BEGIN SOURCE RECORDS

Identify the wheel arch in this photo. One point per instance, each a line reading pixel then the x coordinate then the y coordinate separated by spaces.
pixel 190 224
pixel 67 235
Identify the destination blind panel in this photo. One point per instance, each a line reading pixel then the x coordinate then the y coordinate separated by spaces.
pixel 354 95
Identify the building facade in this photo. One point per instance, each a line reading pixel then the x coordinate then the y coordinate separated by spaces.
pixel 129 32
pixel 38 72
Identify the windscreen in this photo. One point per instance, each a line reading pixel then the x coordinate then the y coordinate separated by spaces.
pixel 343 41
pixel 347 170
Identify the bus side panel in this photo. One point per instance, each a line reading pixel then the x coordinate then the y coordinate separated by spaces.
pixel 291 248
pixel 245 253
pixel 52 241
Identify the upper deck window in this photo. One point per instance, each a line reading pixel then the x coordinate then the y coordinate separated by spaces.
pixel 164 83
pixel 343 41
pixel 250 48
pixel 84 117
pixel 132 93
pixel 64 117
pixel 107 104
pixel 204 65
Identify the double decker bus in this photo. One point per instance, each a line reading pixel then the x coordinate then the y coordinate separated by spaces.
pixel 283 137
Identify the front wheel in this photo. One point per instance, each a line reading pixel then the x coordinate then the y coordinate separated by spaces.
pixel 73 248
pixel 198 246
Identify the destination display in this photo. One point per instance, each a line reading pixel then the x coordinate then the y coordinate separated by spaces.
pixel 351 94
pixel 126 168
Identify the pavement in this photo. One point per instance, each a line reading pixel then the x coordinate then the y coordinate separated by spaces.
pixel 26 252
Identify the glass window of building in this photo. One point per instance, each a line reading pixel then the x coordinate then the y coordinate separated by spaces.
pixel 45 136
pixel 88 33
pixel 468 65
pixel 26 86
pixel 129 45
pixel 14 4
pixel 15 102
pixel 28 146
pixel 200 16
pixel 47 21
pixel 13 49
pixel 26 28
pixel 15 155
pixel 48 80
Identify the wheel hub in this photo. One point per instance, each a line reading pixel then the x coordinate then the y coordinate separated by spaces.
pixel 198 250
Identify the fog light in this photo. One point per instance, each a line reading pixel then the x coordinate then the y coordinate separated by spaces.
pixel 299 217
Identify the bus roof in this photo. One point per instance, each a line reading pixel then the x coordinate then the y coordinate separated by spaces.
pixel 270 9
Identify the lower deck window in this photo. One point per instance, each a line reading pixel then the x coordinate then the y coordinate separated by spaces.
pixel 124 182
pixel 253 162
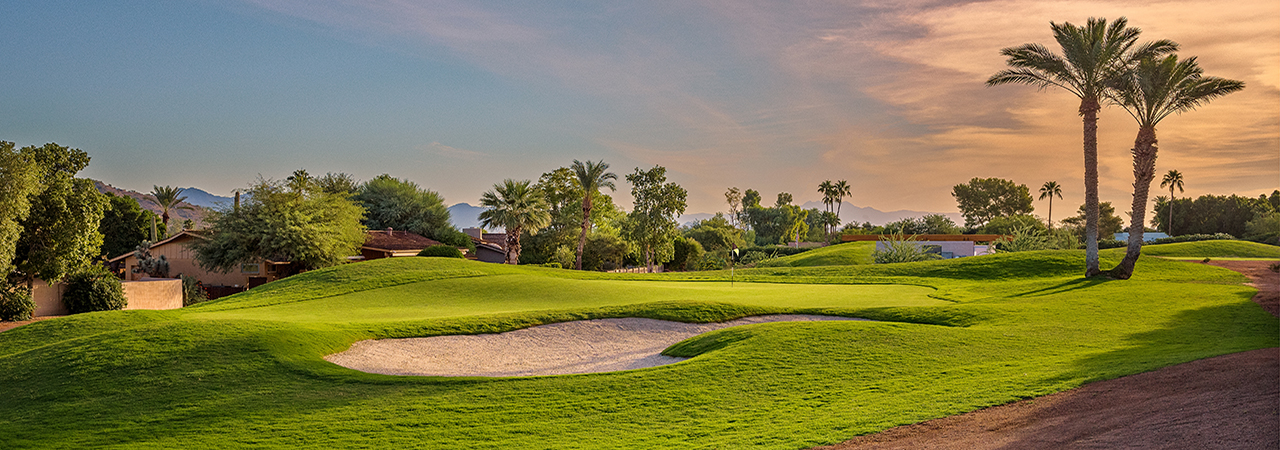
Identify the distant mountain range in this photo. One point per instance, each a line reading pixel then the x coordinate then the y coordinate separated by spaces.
pixel 196 212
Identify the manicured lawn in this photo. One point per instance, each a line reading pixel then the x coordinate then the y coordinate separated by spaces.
pixel 840 255
pixel 954 336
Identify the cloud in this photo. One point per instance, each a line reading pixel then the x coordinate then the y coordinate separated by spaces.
pixel 460 154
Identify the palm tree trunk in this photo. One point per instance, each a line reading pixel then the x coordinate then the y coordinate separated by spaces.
pixel 1089 111
pixel 1143 171
pixel 586 225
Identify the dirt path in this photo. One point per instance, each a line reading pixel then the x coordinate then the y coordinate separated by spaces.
pixel 1230 402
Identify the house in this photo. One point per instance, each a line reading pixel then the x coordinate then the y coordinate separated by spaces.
pixel 182 261
pixel 947 246
pixel 391 243
pixel 490 247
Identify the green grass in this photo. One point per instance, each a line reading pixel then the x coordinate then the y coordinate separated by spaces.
pixel 1212 248
pixel 840 255
pixel 952 336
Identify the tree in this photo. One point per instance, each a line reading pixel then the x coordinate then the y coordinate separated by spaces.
pixel 828 198
pixel 784 198
pixel 168 198
pixel 18 183
pixel 592 177
pixel 735 205
pixel 517 207
pixel 1152 91
pixel 842 189
pixel 402 205
pixel 309 228
pixel 123 226
pixel 1048 191
pixel 59 235
pixel 1173 180
pixel 652 224
pixel 1093 58
pixel 984 198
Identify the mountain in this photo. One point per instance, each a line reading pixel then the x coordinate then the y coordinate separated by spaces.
pixel 850 212
pixel 465 215
pixel 199 197
pixel 195 214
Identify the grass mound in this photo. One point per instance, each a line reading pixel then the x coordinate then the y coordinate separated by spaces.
pixel 248 370
pixel 1212 248
pixel 840 255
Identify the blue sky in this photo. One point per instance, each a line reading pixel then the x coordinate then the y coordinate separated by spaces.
pixel 460 95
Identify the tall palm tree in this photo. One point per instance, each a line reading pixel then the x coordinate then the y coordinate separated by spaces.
pixel 1155 90
pixel 592 177
pixel 1048 191
pixel 828 198
pixel 1093 58
pixel 168 198
pixel 1173 179
pixel 841 191
pixel 517 207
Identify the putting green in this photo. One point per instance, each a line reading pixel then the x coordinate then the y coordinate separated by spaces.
pixel 499 294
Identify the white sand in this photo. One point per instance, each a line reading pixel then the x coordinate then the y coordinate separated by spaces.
pixel 581 347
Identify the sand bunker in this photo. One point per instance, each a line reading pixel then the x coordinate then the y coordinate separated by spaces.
pixel 581 347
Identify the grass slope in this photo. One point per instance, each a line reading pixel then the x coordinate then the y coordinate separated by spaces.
pixel 840 255
pixel 1212 248
pixel 955 335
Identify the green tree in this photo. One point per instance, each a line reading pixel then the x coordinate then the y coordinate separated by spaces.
pixel 590 177
pixel 1155 90
pixel 168 198
pixel 124 225
pixel 18 183
pixel 310 228
pixel 517 207
pixel 652 224
pixel 1048 191
pixel 1173 180
pixel 986 198
pixel 402 205
pixel 1093 58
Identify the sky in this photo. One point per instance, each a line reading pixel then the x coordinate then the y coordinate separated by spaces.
pixel 775 96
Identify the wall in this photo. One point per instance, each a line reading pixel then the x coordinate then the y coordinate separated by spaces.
pixel 154 294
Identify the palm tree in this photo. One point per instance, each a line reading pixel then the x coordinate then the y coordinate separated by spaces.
pixel 841 191
pixel 1173 179
pixel 517 207
pixel 592 177
pixel 1048 191
pixel 1093 58
pixel 828 198
pixel 168 198
pixel 1155 90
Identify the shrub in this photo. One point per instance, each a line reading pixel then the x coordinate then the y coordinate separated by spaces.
pixel 442 252
pixel 900 248
pixel 16 303
pixel 192 290
pixel 94 289
pixel 1187 238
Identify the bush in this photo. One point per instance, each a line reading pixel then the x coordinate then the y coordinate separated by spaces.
pixel 16 303
pixel 94 289
pixel 442 252
pixel 192 290
pixel 1187 238
pixel 900 248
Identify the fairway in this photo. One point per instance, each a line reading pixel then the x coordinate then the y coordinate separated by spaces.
pixel 945 338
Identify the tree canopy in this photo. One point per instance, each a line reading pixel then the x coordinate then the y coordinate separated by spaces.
pixel 310 228
pixel 984 198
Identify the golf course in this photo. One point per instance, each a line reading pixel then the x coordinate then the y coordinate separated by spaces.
pixel 944 338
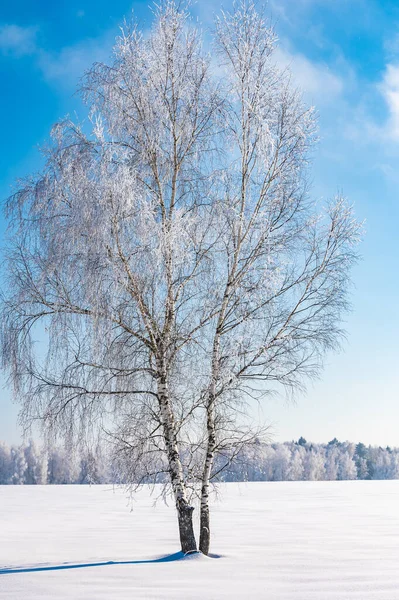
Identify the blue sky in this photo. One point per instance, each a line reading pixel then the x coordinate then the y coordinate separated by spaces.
pixel 345 55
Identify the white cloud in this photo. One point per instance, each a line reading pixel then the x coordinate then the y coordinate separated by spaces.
pixel 17 41
pixel 316 80
pixel 390 91
pixel 68 65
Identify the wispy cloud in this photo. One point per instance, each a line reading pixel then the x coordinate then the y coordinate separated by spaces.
pixel 64 68
pixel 17 41
pixel 390 91
pixel 316 80
pixel 61 68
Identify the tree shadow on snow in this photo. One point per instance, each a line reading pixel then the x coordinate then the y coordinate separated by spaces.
pixel 161 559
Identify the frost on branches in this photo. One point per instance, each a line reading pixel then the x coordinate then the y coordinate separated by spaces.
pixel 170 255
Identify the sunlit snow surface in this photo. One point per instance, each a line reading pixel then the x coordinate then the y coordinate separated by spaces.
pixel 293 540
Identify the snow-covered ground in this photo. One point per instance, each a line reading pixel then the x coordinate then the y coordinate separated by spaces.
pixel 293 540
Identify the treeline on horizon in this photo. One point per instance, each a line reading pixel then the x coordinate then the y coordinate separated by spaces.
pixel 28 464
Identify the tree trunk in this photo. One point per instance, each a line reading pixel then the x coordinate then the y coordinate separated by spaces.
pixel 205 529
pixel 184 510
pixel 186 529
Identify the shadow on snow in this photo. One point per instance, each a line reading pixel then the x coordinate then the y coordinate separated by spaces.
pixel 162 559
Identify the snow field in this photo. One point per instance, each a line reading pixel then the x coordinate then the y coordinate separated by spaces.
pixel 278 541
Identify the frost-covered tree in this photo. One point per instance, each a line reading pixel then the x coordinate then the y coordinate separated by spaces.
pixel 169 256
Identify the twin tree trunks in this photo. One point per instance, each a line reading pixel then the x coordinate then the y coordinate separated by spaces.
pixel 186 529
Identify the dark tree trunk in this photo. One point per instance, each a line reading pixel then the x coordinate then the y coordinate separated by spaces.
pixel 186 529
pixel 205 530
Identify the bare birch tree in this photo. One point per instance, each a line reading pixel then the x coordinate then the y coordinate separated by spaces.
pixel 169 257
pixel 284 268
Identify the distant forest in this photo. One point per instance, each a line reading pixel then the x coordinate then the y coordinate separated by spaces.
pixel 289 461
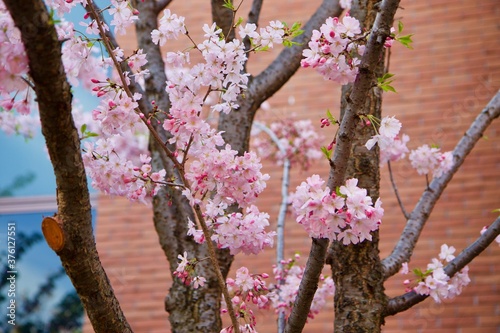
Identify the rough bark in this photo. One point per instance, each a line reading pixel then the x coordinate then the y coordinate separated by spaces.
pixel 406 301
pixel 356 269
pixel 78 253
pixel 355 106
pixel 418 217
pixel 189 310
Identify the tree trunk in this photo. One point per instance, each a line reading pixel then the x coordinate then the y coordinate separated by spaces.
pixel 190 310
pixel 69 233
pixel 357 270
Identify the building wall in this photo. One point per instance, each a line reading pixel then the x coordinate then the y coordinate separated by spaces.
pixel 442 85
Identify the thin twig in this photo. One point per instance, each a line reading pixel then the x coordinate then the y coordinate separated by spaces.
pixel 215 263
pixel 161 4
pixel 280 227
pixel 406 301
pixel 418 217
pixel 396 192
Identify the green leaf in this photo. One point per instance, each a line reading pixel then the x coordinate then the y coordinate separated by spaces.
pixel 327 152
pixel 296 26
pixel 418 272
pixel 405 40
pixel 387 76
pixel 387 87
pixel 228 4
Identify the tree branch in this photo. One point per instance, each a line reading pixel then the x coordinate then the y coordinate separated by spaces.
pixel 269 81
pixel 418 217
pixel 406 301
pixel 161 4
pixel 237 124
pixel 356 103
pixel 96 14
pixel 253 17
pixel 396 192
pixel 78 254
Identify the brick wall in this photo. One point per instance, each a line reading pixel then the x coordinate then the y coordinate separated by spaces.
pixel 442 84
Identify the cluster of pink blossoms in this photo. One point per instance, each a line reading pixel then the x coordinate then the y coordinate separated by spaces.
pixel 434 281
pixel 282 294
pixel 298 138
pixel 217 178
pixel 116 175
pixel 427 159
pixel 497 239
pixel 334 49
pixel 16 97
pixel 349 216
pixel 186 272
pixel 246 289
pixel 424 159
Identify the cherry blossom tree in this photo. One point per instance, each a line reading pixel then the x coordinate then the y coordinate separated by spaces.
pixel 154 144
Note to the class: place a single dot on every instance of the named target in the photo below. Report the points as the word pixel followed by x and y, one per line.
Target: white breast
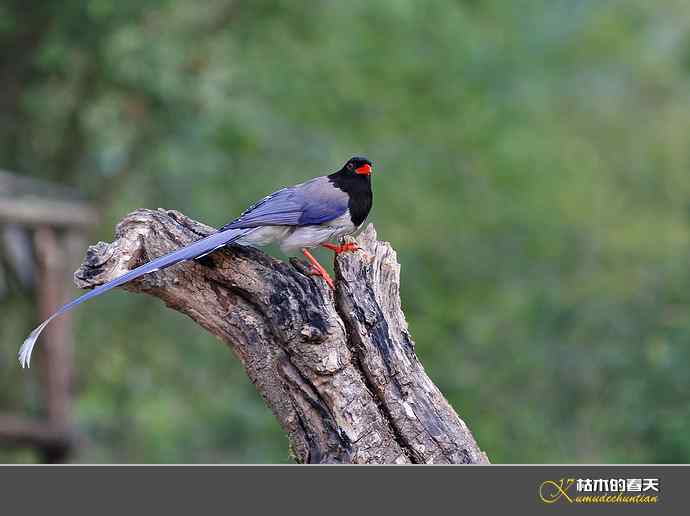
pixel 314 236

END SOURCE RECORDS

→ WHAT YOU WILL DO:
Omit the pictures and write out the lines above from the one with "Note to the" through the last, unchanged.

→ SOLVED PROBLEM:
Note to the class: place a single dot on every instance of the named target in the photo below. Report the points as the word pixel followed by x and y, one per line.
Target: white breast
pixel 314 236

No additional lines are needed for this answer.